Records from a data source
[Start of section]

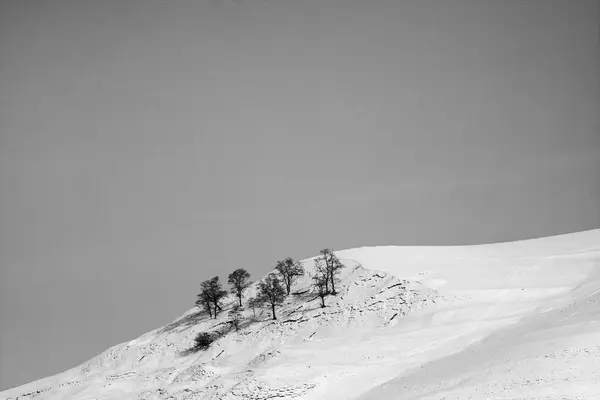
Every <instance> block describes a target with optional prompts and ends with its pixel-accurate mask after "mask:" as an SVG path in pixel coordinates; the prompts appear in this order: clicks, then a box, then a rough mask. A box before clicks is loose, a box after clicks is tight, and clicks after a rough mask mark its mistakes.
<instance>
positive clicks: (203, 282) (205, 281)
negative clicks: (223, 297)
mask: <svg viewBox="0 0 600 400" xmlns="http://www.w3.org/2000/svg"><path fill="white" fill-rule="evenodd" d="M200 286H201V288H202V292H201V295H203V296H205V297H206V298H207V299H208V302H209V303H212V306H213V309H214V317H215V318H217V315H218V312H219V311H222V310H223V309H222V308H221V300H222V299H223V297H225V296H227V291H225V290H223V287H222V286H221V282H219V277H218V276H215V277H214V278H212V279H209V280H207V281H204V282H202V284H201V285H200Z"/></svg>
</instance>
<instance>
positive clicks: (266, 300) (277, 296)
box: [258, 273, 286, 319]
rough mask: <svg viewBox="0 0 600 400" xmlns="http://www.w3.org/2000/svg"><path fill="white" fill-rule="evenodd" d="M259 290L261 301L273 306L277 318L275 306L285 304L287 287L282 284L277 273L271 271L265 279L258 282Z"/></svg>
mask: <svg viewBox="0 0 600 400" xmlns="http://www.w3.org/2000/svg"><path fill="white" fill-rule="evenodd" d="M258 292H259V295H258V296H259V298H260V299H261V301H262V302H263V303H265V304H269V305H270V306H271V311H272V313H273V319H277V316H276V315H275V307H276V306H279V305H281V304H283V301H284V300H285V297H286V292H285V289H284V287H283V286H281V282H280V281H279V277H278V276H277V274H275V273H270V274H269V275H267V276H266V277H265V279H264V281H262V282H260V283H259V284H258Z"/></svg>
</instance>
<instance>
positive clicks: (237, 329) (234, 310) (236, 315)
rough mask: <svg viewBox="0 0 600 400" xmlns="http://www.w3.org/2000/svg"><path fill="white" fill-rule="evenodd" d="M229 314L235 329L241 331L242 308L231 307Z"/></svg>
mask: <svg viewBox="0 0 600 400" xmlns="http://www.w3.org/2000/svg"><path fill="white" fill-rule="evenodd" d="M228 314H229V318H230V321H231V323H232V324H233V326H234V327H235V330H236V331H238V330H240V321H241V320H242V307H241V306H239V305H237V304H236V305H234V306H233V307H231V310H229V313H228Z"/></svg>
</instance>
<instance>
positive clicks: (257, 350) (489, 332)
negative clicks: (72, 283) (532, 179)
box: [0, 230, 600, 400]
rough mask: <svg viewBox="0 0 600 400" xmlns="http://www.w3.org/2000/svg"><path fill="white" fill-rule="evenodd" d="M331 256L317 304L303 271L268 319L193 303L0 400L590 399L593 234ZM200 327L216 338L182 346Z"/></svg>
mask: <svg viewBox="0 0 600 400" xmlns="http://www.w3.org/2000/svg"><path fill="white" fill-rule="evenodd" d="M336 254H337V255H338V257H340V259H341V260H342V262H343V263H344V265H345V266H346V268H345V269H344V270H343V272H342V274H341V276H340V279H341V281H340V290H339V292H340V293H339V294H338V295H337V296H329V297H327V299H326V303H327V307H326V308H324V309H323V308H321V307H320V306H319V301H320V300H318V299H317V298H316V296H315V295H314V294H311V293H310V291H309V290H308V289H309V286H310V278H309V277H308V276H305V277H304V278H302V279H300V280H299V281H298V283H297V284H296V286H295V287H294V289H293V293H292V294H291V295H290V296H289V297H288V299H287V300H286V303H285V304H284V306H283V307H281V308H280V309H279V310H278V320H277V321H272V320H271V319H270V313H269V312H268V310H263V311H261V312H259V311H258V310H257V316H256V318H253V316H252V311H251V310H245V311H244V322H243V323H242V325H241V329H240V331H239V332H235V331H234V330H233V329H232V327H231V326H230V324H228V323H227V315H226V314H227V313H226V311H227V309H228V308H229V307H230V306H231V304H233V303H234V302H235V300H234V299H233V298H232V299H230V300H228V302H225V306H224V310H225V312H222V313H221V314H220V315H219V317H218V318H217V319H216V320H215V319H210V318H208V316H207V315H204V314H202V313H199V312H198V309H191V310H189V311H188V312H186V313H185V314H184V315H182V316H181V317H180V318H178V319H176V320H175V321H173V322H172V323H170V324H168V325H166V326H164V327H162V328H159V329H156V330H154V331H152V332H148V333H146V334H144V335H142V336H140V337H139V338H137V339H135V340H132V341H130V342H127V343H122V344H120V345H117V346H114V347H112V348H110V349H108V350H107V351H105V352H104V353H102V354H100V355H98V356H96V357H94V358H92V359H91V360H89V361H88V362H86V363H83V364H82V365H80V366H78V367H75V368H73V369H71V370H68V371H66V372H64V373H62V374H58V375H55V376H53V377H48V378H44V379H41V380H38V381H35V382H31V383H29V384H27V385H23V386H21V387H17V388H13V389H10V390H7V391H4V392H0V399H11V400H16V399H81V400H86V399H125V400H127V399H148V400H158V399H177V400H179V399H207V400H208V399H231V400H235V399H254V400H261V399H271V398H278V399H292V398H295V399H322V398H328V399H330V400H331V399H355V398H357V399H358V398H360V399H393V398H398V396H400V397H401V398H403V399H431V400H433V399H436V400H442V399H444V400H450V399H468V398H473V399H487V398H494V399H528V400H541V399H546V400H558V399H591V398H600V358H599V357H598V355H600V307H599V305H600V230H593V231H587V232H579V233H574V234H569V235H561V236H554V237H548V238H540V239H534V240H525V241H519V242H513V243H499V244H490V245H476V246H453V247H394V246H384V247H364V248H358V249H348V250H342V251H338V252H336ZM304 264H305V267H306V268H307V269H309V270H310V269H311V268H312V261H311V259H308V260H305V261H304ZM255 290H256V287H252V288H250V289H249V291H248V293H247V294H246V295H247V296H251V295H252V294H253V292H254V291H255ZM200 331H209V332H220V333H221V334H222V336H221V338H220V339H218V340H217V341H216V342H214V343H213V344H212V345H211V347H210V348H209V349H208V350H206V351H204V352H203V351H201V352H189V349H190V347H191V346H192V343H193V338H194V337H195V335H196V334H197V333H198V332H200Z"/></svg>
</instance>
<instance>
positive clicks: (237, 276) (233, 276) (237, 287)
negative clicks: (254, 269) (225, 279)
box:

[End of section]

When you reach the line holding "positive clicks: (257, 350) (489, 332)" in the records above, begin reproducing exactly, stop after the line holding "box: [0, 230, 600, 400]", and output nothing else.

positive clicks: (257, 350) (489, 332)
negative clicks: (72, 283) (532, 179)
box: [0, 230, 600, 400]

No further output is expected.